PROBLEM TO SOLVE: An exact copy of the data is required; the images should not appear in it.

RECORDS PROVIDED:

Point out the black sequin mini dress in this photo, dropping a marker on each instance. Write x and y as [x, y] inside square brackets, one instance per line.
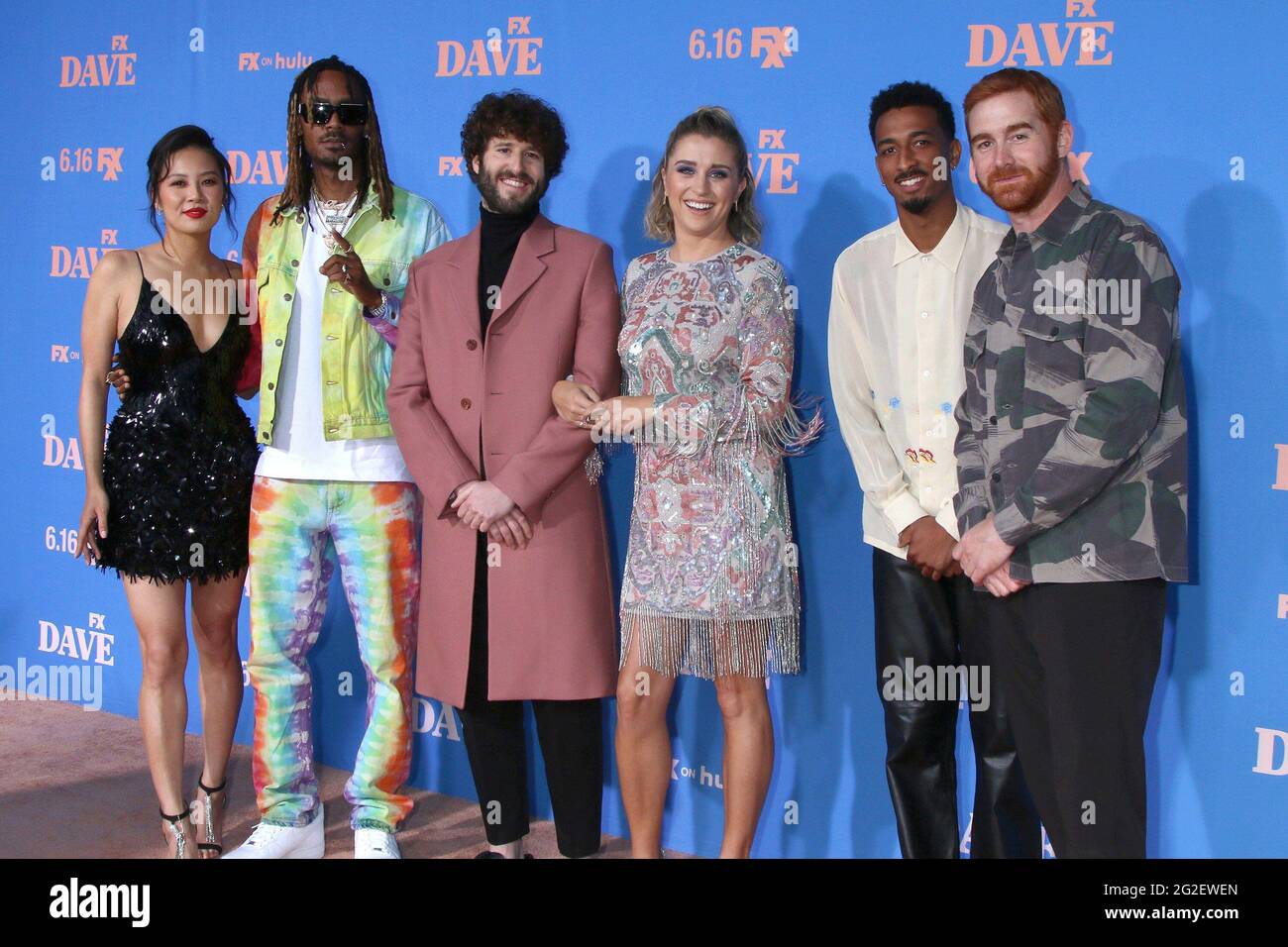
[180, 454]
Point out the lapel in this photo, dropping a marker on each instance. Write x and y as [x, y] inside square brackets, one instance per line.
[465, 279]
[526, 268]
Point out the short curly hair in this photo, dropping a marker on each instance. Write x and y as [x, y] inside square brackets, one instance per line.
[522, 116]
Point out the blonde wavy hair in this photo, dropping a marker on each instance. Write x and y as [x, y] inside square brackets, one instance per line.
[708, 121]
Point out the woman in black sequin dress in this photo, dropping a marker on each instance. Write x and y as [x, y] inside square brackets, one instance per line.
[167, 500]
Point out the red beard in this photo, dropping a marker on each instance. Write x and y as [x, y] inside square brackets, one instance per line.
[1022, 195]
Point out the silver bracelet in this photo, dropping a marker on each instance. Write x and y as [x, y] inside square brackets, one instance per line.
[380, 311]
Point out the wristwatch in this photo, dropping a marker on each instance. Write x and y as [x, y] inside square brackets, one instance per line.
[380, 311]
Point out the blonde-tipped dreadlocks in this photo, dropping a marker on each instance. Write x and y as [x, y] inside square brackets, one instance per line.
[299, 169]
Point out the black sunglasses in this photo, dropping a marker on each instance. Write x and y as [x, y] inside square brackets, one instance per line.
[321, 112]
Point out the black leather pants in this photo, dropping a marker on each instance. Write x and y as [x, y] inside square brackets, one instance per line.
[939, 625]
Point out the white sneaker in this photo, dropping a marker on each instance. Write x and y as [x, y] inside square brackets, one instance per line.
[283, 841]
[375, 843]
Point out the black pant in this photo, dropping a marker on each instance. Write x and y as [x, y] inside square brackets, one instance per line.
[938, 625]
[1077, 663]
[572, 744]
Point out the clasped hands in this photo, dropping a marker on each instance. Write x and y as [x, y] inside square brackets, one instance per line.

RESPONSE:
Point out the black sequin mini dress in this photo, dropping a marker on each instance. Write x and y as [x, y] inside square brackets, one instance per line.
[180, 454]
Point out the lapel in this photo, dropping a marker on each instance. Write x and y as [x, y] inside square brackets, one instance per line.
[465, 279]
[526, 268]
Point out the short curly hair in this photo, dropping a marker on each instance. Write x and y as [x, y] inside square brackets, one instance per line.
[522, 116]
Point out the blonde wavy hair in this photo, dropping a marker on each instance. Write x and y as [x, y] inside square brackets, one instance per line.
[708, 121]
Point out the woman in black sequin dress in this photo, dropping a marker on each instance. Write x and y as [x, y] inside square brackets, one instance per line.
[167, 500]
Point out the red beard in this photo, dropping a marker on each instance. Write x and y as [x, y] inside square brackets, one instance per line.
[1022, 195]
Point out the silver bracelet in this photo, dropping a marker on each instance. Write x and y as [x, y] inside square brackets, one instance per line.
[380, 311]
Point out the wristwatch in this photo, dropping a marker on each instance. Write x and y as [x, y] inside square brackets, one instance per line.
[380, 311]
Point out the blonde-tipped dreadlocks in this photo, dropping a marker on each instance. Write x and y as [x, y] inside square brackets, one instance per line.
[299, 169]
Point out the black sunglasses in this photo, dropping a marker on each instance. Write x and y as [x, y] inside square brackets, one instance per line.
[321, 112]
Point out the black leather pants in this photo, dropping a marker on each instance. Write x and y as [x, y] inside square brackets, one instance per line.
[939, 625]
Point out the white sneaker in this photo, dropping a marker on each instance. Write x and y as [x, y] inside square brackets, one instance per line.
[283, 841]
[375, 843]
Point out the black pant in this photo, dropping a marker on each instance. Write x and y as [x, y] inside square brackets, one instance per line.
[938, 625]
[1077, 663]
[572, 744]
Point out the clasped hands in this photo, dropping a marker on each instance. Write x and y as [x, y] inside square brackets, one instance per line.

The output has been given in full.